▸ WORK TASK:
As the answer, set down the lines below from the one containing "the white ceramic" through the one containing "of the cherry", exactly and inclusively, and no others.

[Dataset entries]
»»
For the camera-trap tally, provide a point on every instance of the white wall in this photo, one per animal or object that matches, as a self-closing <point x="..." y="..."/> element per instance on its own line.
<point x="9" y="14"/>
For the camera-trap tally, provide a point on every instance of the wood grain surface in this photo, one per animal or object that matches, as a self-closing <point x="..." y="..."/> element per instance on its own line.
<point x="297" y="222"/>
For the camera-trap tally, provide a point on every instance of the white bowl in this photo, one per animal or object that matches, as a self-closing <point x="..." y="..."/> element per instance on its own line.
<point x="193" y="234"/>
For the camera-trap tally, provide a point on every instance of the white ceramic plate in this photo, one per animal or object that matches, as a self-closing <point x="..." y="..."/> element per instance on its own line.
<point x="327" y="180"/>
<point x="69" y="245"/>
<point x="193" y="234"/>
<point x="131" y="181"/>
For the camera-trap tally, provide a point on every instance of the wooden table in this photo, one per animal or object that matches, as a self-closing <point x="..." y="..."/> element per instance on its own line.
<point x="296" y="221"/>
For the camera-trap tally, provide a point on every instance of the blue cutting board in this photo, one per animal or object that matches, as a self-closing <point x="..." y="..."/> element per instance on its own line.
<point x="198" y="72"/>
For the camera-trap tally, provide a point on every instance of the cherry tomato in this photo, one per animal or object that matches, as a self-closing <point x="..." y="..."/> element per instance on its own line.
««
»»
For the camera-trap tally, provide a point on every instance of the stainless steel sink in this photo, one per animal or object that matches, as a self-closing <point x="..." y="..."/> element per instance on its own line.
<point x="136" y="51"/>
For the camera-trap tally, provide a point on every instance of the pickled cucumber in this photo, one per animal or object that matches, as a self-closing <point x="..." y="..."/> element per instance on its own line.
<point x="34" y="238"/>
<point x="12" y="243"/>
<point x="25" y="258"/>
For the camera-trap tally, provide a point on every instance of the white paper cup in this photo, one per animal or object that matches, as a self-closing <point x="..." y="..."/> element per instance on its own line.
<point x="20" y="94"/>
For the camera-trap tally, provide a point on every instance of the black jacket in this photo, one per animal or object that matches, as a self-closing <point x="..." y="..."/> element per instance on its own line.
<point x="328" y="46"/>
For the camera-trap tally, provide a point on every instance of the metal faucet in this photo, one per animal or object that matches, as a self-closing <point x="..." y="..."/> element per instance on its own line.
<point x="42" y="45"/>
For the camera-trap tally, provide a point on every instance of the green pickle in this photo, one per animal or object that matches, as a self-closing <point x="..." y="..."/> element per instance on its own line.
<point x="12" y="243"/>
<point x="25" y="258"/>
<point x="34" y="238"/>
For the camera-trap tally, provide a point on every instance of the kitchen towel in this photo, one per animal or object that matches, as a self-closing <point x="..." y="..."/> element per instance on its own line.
««
▸ PROBLEM SOLUTION:
For the camera-trap tally, provide a point on every instance of the white ceramic plate in this photo, one per animal or object that matches, as a self-closing <point x="..." y="..."/> element per instance on its own line.
<point x="327" y="180"/>
<point x="69" y="245"/>
<point x="193" y="234"/>
<point x="131" y="181"/>
For the camera-trap tally, provide a point on every instance of the wooden table in this photo, one per animal or object that matches, as a self-closing <point x="..." y="..."/> element per instance on its own line.
<point x="296" y="221"/>
For the camera-trap tally, provide a point on every instance of the blue cutting board in this photo, one per animal or object that matches, as a self-closing <point x="..." y="..."/> element per instance on its own line.
<point x="198" y="72"/>
For the camera-trap tally, provide a point on every instance of the cherry tomato in this photo, one per animal or object that matches, as a self-closing <point x="..." y="..."/> element per instance on its own line.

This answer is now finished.